*** TEXT FOR ANALYSIS Section Begins ***

Johns Hopkins’ Study Identifies Malaria Parasite at Beginning Stages; Research May Be Key in Discovering a Vaccine
In a June issue of PLOS ONE, researchers from the Bloomberg School of Public Health at Johns Hopkins University (JHSPH) released the results of a study describing advancements in the detection and isolation of the parasites that cause malaria in mammals, Plasmodium, during the liver stages. TRL’s own Executive Director, Matt Sherman, was listed as a contributing author on the paper, after providing key technical support for the study.
“It was an honor collaborating with an institution as prominent as Johns Hopkins. Dr. Jelena Levitskaya’s research is a crucial step towards understanding the mechanism of malaria infection and designing a cure. TRL’s primary goal is to improve the human condition. If we can contribute in any way to developing a cure for a disease that affects so many worldwide, we’re going to do it.”
Malaria continues to be a major health problem throughout the world. According to the World Health Organization, in 2012 about 207 million new cases of malaria were reported and 627,000 subsequent deaths, primarily in Sub-Saharan African countries. There are five known human malaria parasites, Plasmodium falciparum, Plasmodium vivax, Plasmodium ovale, Plasmodium malariae, and Plasmodium knowlesi, the most fatal and the focus of the JHSPH study being Plasmodium falciparum.

*** TEXT FOR ANALYSIS Section Ends ***
*** MATERIAL SUPPLIED Section Begins ***

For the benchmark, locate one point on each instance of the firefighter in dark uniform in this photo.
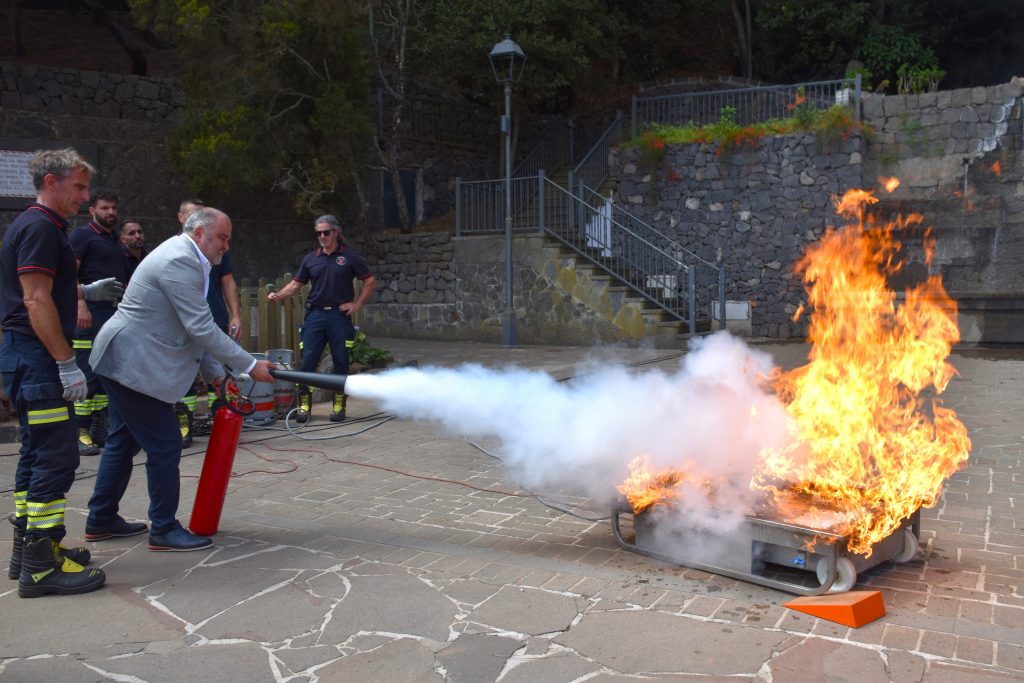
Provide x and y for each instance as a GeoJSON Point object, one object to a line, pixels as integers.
{"type": "Point", "coordinates": [133, 240]}
{"type": "Point", "coordinates": [39, 293]}
{"type": "Point", "coordinates": [100, 255]}
{"type": "Point", "coordinates": [332, 270]}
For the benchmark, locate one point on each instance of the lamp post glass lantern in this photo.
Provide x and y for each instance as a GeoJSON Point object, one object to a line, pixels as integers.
{"type": "Point", "coordinates": [507, 60]}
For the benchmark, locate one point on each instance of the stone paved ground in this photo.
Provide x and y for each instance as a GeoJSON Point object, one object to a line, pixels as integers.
{"type": "Point", "coordinates": [349, 564]}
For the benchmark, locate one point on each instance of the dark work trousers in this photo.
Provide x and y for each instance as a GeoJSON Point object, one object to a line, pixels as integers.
{"type": "Point", "coordinates": [327, 327]}
{"type": "Point", "coordinates": [138, 422]}
{"type": "Point", "coordinates": [49, 443]}
{"type": "Point", "coordinates": [101, 311]}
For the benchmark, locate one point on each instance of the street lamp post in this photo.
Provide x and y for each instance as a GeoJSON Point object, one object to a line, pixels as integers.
{"type": "Point", "coordinates": [507, 60]}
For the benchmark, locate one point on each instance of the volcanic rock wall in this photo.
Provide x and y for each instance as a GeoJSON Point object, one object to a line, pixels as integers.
{"type": "Point", "coordinates": [957, 155]}
{"type": "Point", "coordinates": [755, 210]}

*** MATERIAL SUPPLIED Section Ends ***

- **ASSIGNED TASK 1**:
In the article on the Johns Hopkins malaria study, why was TRL's Executive Director listed as a contributing author on the paper? Answer in one to three sentences.
- **ASSIGNED TASK 2**:
Carry the article on the Johns Hopkins malaria study forward from its last sentence.

- **WRITTEN REPLY 1**:
Matt Sherman, TRL's Executive Director, was listed as a contributing author on the paper for providing key technical support for the study.

- **WRITTEN REPLY 2**:
The initial stage of Plasmodium infection begins in the liver, but is difficult to detect and study due to limitations of in vitro research. The liver stage is the most targeted for the advancement of protective vaccines, yet it is the least characterized stage of the infection.
Using TRL hepatocytes and media, the JHSPH research team was able to develop a unique method for the detection and isolation of P. falciparum exoerythrocytic forms (EEFs) through flow cytometry—a method of cell suspension and counting. The live P. falciparum infected hepatocytes were identified and quantified in a rapid screening during the study.
The new approach can be used to quantify the effects of antibodies, cytokines, or drugs on parasite invasion and development in vitro. This groundbreaking research may be the insight needed to find a preventative vaccine for malaria.